■ **Problem requirements**
Format the items below as a JSON list of strings, one string per line and no blank lines. Cover only the lines from the start of the items through the line containing "(1063, 681)", inclusive.

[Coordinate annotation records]
* * * * * * * * *

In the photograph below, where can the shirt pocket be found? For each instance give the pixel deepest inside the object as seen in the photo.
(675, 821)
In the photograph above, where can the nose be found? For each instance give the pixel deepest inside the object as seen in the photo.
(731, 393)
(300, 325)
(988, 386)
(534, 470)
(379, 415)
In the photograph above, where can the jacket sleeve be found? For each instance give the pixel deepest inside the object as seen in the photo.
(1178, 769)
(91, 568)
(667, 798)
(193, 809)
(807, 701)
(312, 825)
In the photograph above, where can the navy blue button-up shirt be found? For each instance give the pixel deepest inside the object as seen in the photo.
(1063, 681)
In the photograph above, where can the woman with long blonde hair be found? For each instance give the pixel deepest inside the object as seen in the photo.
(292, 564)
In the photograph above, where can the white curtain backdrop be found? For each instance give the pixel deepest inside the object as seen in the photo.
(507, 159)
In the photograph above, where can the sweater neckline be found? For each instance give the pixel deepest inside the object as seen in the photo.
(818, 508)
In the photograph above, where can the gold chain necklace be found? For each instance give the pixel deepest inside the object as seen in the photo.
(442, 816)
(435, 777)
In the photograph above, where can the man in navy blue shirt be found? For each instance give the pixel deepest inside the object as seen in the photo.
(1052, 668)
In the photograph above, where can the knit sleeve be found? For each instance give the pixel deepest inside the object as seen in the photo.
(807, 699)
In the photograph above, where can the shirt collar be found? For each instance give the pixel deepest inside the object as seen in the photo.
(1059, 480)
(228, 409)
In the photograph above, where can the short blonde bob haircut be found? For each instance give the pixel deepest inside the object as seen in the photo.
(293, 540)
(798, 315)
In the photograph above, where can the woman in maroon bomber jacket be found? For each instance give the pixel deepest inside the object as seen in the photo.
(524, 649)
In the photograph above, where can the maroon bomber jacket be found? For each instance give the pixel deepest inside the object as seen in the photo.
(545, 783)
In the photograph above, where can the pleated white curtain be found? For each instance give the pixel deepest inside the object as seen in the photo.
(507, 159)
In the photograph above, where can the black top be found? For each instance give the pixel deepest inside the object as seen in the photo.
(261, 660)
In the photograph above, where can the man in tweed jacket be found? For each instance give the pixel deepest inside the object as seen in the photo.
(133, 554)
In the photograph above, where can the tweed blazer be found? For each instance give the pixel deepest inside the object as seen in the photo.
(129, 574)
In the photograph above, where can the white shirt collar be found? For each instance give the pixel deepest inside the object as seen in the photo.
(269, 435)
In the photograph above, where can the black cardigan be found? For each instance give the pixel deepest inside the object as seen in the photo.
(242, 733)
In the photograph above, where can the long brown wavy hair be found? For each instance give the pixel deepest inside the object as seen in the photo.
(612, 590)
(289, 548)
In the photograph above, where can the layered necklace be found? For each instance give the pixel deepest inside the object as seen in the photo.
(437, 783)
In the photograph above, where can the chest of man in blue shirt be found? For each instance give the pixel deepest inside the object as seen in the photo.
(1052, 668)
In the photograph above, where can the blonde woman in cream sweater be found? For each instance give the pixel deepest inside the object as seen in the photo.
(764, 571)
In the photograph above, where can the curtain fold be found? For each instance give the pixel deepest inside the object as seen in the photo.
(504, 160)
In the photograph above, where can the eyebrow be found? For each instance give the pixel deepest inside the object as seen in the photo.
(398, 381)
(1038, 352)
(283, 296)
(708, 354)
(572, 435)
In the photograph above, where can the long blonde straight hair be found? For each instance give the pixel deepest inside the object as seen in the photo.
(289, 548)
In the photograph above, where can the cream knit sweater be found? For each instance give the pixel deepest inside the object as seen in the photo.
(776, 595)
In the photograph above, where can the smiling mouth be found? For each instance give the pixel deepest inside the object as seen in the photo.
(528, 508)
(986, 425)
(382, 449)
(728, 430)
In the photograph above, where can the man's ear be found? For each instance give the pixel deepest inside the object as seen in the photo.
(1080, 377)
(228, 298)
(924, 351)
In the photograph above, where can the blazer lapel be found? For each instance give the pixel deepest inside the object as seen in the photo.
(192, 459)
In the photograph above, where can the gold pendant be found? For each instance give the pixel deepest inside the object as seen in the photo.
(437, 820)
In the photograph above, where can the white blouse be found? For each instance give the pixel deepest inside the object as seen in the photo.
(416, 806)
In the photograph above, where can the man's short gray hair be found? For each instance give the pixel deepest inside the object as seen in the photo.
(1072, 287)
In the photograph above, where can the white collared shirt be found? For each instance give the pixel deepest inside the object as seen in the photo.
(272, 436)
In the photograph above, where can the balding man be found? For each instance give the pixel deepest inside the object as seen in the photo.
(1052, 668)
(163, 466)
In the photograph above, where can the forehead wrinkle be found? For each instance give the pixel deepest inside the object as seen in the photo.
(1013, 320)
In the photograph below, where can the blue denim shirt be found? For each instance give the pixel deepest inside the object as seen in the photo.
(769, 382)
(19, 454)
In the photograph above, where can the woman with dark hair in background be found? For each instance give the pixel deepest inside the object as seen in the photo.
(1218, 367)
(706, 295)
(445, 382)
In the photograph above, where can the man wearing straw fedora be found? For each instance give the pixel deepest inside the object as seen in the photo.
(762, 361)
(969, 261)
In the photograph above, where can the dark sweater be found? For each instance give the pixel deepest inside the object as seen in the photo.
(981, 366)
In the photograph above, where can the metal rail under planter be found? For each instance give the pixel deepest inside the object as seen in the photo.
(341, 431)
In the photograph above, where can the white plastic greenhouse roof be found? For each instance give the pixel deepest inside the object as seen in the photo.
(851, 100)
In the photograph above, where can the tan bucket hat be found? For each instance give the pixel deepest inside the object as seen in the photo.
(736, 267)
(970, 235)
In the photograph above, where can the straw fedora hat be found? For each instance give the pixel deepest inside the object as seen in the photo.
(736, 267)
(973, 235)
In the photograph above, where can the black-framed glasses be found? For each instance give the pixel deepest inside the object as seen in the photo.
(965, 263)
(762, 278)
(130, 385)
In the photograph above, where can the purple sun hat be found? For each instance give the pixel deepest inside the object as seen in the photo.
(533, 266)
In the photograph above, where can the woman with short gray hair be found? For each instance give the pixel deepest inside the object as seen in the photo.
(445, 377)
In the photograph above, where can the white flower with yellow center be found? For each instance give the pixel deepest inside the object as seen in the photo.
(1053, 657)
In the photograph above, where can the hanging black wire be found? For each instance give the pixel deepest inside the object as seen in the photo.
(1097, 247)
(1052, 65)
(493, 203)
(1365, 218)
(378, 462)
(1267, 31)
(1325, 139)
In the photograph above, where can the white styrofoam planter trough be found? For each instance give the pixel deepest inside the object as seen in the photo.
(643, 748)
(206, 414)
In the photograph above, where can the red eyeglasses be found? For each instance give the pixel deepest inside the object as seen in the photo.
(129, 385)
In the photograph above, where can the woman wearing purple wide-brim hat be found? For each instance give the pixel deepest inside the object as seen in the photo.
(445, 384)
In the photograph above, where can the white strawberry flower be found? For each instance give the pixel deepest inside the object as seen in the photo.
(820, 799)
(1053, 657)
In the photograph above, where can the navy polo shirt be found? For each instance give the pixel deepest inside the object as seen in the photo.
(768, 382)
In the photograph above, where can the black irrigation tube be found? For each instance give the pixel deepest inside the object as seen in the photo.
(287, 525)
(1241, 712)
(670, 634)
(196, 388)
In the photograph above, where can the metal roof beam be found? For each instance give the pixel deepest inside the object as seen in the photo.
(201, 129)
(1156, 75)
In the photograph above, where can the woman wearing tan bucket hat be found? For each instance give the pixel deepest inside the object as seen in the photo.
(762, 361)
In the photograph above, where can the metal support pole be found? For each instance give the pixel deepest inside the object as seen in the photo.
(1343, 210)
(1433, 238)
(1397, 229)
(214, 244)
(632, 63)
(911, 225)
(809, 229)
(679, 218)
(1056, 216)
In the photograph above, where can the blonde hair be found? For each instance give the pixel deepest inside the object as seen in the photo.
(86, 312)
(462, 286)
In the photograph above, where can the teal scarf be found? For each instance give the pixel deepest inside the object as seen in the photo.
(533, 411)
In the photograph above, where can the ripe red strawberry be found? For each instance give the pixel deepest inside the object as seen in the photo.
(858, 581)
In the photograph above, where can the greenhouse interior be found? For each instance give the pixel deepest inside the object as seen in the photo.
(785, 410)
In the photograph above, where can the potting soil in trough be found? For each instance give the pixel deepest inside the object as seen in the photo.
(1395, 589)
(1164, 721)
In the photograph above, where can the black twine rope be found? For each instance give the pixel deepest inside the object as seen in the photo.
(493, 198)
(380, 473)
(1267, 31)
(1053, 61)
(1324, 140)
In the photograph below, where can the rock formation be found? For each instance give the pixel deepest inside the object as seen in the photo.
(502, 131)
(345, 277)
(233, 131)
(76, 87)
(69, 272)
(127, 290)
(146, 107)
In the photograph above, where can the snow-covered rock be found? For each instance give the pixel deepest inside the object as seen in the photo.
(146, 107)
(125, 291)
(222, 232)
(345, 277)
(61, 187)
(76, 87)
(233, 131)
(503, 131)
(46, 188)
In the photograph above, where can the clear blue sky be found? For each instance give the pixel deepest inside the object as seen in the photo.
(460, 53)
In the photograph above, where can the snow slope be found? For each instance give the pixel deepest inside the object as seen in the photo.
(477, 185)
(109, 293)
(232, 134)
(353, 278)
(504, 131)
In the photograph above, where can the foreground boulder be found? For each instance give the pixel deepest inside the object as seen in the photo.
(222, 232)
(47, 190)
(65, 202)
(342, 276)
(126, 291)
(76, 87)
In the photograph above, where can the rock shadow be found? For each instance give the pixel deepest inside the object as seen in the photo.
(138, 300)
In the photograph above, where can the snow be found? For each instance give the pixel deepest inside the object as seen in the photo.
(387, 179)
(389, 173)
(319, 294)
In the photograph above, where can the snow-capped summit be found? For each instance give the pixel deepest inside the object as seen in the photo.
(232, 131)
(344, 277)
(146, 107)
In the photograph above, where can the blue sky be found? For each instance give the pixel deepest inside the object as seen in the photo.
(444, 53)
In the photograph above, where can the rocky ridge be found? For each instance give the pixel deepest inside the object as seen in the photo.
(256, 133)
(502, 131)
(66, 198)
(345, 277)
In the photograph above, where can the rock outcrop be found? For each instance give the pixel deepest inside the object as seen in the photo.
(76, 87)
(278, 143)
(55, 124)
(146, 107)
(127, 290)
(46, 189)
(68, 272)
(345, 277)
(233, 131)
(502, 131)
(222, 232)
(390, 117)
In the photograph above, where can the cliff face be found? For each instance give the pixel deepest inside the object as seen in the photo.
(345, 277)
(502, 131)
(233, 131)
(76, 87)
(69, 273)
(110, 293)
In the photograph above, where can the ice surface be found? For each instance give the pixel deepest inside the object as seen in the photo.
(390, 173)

* * * * * * * * *

■ **Answer in full**
[
  "In the photograph below, where can the shirt pocket be found? For each instance give the pixel deepest inside the object as seen in the photo.",
  "(675, 821)",
  "In the photograph above, where can the nose be found? For each instance give the pixel deepest inside the object as seen in the photo.",
  "(731, 393)",
  "(300, 325)",
  "(988, 386)",
  "(534, 470)",
  "(379, 415)",
  "In the photograph above, where can the jacket sleeve be found? For each instance give the pixel deepest inside the object as seen in the photo.",
  "(1178, 769)",
  "(91, 568)",
  "(667, 798)",
  "(193, 809)",
  "(807, 701)",
  "(312, 825)",
  "In the photograph above, where can the navy blue button-up shirt be found? For each instance give the pixel deepest inside the object as seen in the photo.",
  "(1063, 681)"
]